* PASSAGE FOR REVIEW *
Government department streamlines by outsourcing

The Canadian Department of Justice has found that outsourcing some of it’s IT needs has allowed it to focus more on its core competency – law.

Linda Holmes, director of the informatic services division for the Department of Justice, said by outsourcing some day-to-day operations to Compaq Canada, a portion of the staff was freed up and realigned to other positions.

“It’s helped us to focus more on how technology could support the business of law,” Holmes said. “We’re trying to develop IT as a business partner.”

She added Compaq has a role in this through their quality management process, in which Compaq would suggest new software or solutions that would be helpful to the operation of running the Department of Justice.

Mike Roach, client manager, professional services, Electronic Business Management Solutions at Compaq Canada, said what the company is providing is an alternate service delivery model for the IT backbone infrastructure of the department across the country.

Compaq provides a call centre service, desk side support, and network and service support for approximately 50 servers.

Roach added that this service also provides a break-fix component where a non-functional PC, whether it’s a Compaq or not, can be replaced through Compaq’s on-site spares inventory.

“We provide an accelerated level of service for those that are identified as critical. We provide an asset management service that includes the use of SMS software. We provide capture information about user profile information for that piece of hardware,” he noted, adding they also offer ad hoc professional services. He described those as anything that fits in the scope and intent of an alternate service delivery model.

Holmes likes the optional services, which include technology refresh.

“That’s the option to lease PCs or servers from Compaq. That was quite useful for the year 2000 exercise,” she said. “We also have the option of training, anywhere from one-on-one to classroom training.”

David Paget, special policy advisor at the Department of Justice, is very enthusiastic about the service, which went live in January 1999.

* DATA TO EXAMINE *

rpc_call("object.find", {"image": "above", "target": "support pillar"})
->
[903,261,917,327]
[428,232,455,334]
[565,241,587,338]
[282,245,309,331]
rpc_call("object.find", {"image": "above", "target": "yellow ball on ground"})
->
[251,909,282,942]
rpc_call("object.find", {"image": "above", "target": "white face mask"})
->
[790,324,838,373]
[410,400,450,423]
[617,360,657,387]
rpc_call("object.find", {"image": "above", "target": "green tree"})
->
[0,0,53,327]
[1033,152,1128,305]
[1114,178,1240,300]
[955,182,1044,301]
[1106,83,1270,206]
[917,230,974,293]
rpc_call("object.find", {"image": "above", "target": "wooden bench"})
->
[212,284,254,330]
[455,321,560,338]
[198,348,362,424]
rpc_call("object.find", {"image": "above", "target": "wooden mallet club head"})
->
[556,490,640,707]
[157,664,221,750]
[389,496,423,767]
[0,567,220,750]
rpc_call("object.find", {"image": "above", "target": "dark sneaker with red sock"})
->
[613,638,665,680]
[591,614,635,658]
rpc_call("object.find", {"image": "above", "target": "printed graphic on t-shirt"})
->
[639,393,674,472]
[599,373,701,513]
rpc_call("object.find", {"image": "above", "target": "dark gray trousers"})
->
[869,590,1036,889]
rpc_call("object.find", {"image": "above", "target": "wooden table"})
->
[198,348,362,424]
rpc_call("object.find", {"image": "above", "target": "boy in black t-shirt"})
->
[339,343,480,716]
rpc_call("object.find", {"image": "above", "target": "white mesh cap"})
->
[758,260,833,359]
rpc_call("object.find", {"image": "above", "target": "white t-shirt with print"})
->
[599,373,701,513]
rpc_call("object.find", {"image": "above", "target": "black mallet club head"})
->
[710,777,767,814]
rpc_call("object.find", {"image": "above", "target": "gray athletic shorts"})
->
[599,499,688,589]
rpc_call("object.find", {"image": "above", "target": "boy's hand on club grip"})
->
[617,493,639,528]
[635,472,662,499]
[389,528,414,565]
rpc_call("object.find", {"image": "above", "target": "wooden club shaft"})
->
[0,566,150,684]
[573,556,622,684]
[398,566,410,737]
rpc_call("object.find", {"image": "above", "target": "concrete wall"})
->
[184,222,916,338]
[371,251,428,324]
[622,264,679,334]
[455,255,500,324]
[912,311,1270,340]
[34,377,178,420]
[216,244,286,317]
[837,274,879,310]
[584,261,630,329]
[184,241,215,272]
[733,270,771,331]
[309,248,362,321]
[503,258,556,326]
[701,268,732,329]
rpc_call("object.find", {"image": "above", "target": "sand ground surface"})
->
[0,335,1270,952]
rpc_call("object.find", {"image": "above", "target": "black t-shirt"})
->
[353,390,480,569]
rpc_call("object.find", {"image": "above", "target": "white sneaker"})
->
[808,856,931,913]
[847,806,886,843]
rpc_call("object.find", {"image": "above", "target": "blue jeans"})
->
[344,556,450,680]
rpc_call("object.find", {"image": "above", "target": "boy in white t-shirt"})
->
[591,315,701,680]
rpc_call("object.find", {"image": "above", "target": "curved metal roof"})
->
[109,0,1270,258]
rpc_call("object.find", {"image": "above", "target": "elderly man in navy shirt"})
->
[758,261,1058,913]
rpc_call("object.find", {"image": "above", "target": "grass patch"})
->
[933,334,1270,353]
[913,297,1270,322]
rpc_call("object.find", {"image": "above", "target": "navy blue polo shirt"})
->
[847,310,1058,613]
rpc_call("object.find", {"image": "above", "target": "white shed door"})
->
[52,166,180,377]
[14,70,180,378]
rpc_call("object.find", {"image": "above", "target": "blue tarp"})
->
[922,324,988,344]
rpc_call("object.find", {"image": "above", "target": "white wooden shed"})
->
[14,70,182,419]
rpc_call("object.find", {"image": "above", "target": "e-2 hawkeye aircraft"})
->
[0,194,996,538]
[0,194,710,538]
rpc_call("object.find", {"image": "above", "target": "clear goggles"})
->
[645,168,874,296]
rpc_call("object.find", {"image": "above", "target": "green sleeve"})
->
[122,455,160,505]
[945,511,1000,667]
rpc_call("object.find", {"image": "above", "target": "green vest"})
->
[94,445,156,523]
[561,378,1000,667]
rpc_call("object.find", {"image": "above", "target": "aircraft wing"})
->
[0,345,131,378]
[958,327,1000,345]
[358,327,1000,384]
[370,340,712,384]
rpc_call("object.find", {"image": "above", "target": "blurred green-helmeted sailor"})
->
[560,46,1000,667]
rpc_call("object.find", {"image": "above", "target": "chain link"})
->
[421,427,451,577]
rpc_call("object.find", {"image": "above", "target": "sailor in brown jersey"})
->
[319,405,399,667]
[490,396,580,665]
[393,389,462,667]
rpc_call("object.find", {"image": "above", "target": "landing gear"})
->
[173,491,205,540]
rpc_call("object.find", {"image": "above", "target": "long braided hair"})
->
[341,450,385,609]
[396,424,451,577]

* WORK ITEM *
Please shorten the paragraph in the outsourcing article that begins "Linda Holmes, director of the informatic services division" while keeping its main facts. The records come from a separate source, not from the article.

* RESPONSE AREA *
Linda Holmes, director of the Department of Justice's informatic services division, said outsourcing some day-to-day operations to Compaq Canada freed part of the staff, who were moved to other positions.